** START Supplied records **
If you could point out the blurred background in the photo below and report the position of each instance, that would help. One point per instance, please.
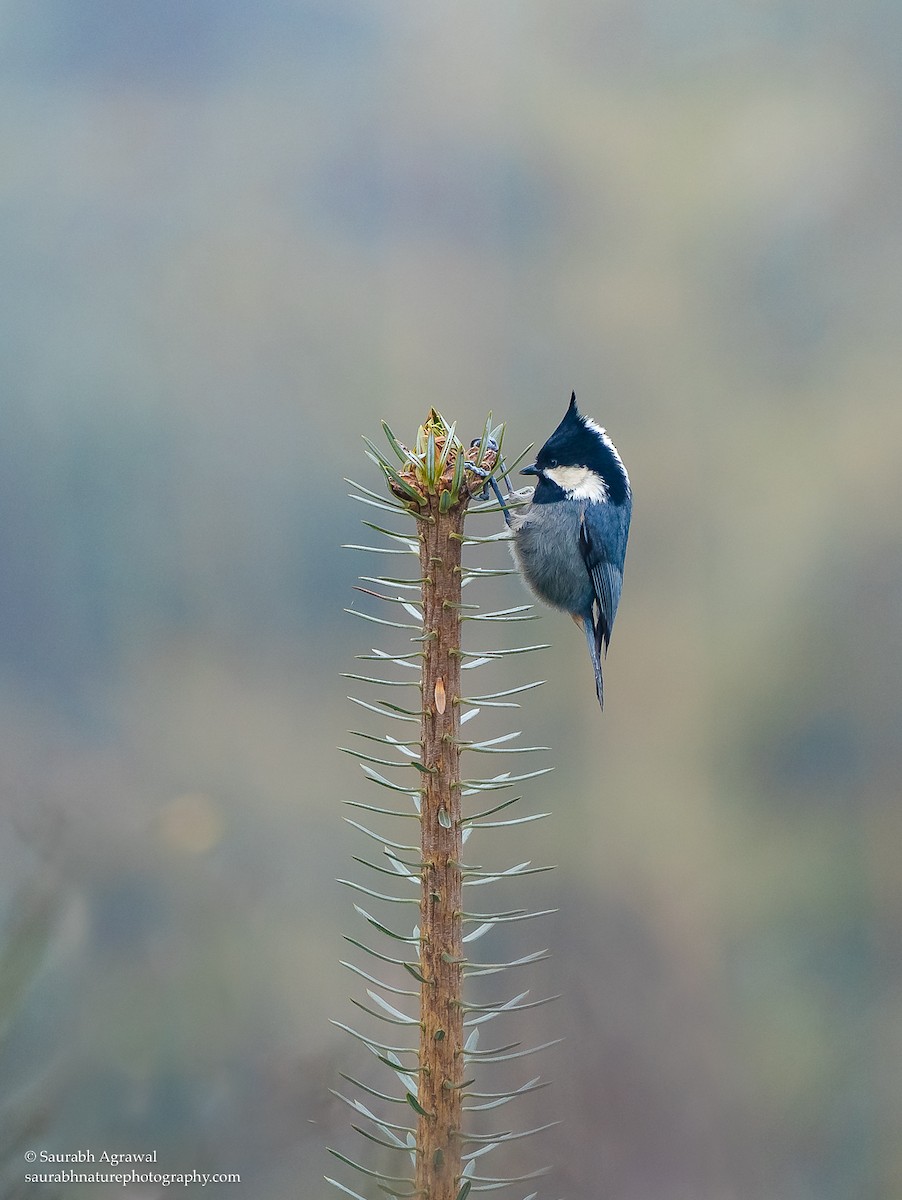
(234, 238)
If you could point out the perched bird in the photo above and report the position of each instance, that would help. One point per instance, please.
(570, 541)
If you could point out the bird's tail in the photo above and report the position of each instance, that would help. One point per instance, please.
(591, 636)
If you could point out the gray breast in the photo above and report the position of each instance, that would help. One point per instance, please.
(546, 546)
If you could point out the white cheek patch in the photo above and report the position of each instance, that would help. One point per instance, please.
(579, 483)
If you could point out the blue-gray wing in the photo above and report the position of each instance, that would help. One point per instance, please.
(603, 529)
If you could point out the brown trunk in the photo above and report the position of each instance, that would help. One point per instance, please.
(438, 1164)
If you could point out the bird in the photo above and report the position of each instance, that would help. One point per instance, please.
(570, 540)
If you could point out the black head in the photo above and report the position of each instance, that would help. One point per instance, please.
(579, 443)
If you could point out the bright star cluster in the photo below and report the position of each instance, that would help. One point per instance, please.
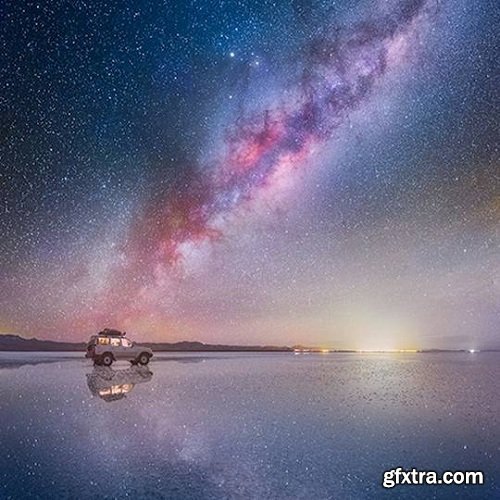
** END Supplied records **
Copy every one of the lines above word for word, leaving out the pictures.

**Written solution**.
If you could point out the blurred background in the photo below and report the position of each instance, that would help. One point per instance, please.
(234, 238)
If you could point out the perched bird in the photo above and report the position of each instance, that would help. One point per instance, please.
(570, 541)
If you could point out the bird's tail in the photo above and report the position of each instance, that would help. One point per instance, please.
(591, 636)
If you could point out the gray breast in the photo above and report the position of each instance, that would help. One point per instance, please.
(546, 546)
If you could point out the white cheek patch in the photo above and report the position of each instance, that would help. One point per instance, please.
(579, 483)
If you could point out the blue-gray wing in the photo above and report the position of each instance, that would help. One point per instance, please.
(603, 529)
If you could point out the brown trunk in the photo above and report the position of each instance, that would help. One point per instance, please.
(438, 1164)
If you could point out the bird in the photo above and report the position of each instance, that would help. One point per instance, please.
(570, 540)
If you could point out the black head in the photo above and report the position of each instance, that would help. One point per instance, please.
(579, 443)
If you could point out the bright star cluster in the photo below and report the position of each instance, that would help. One point per instance, please.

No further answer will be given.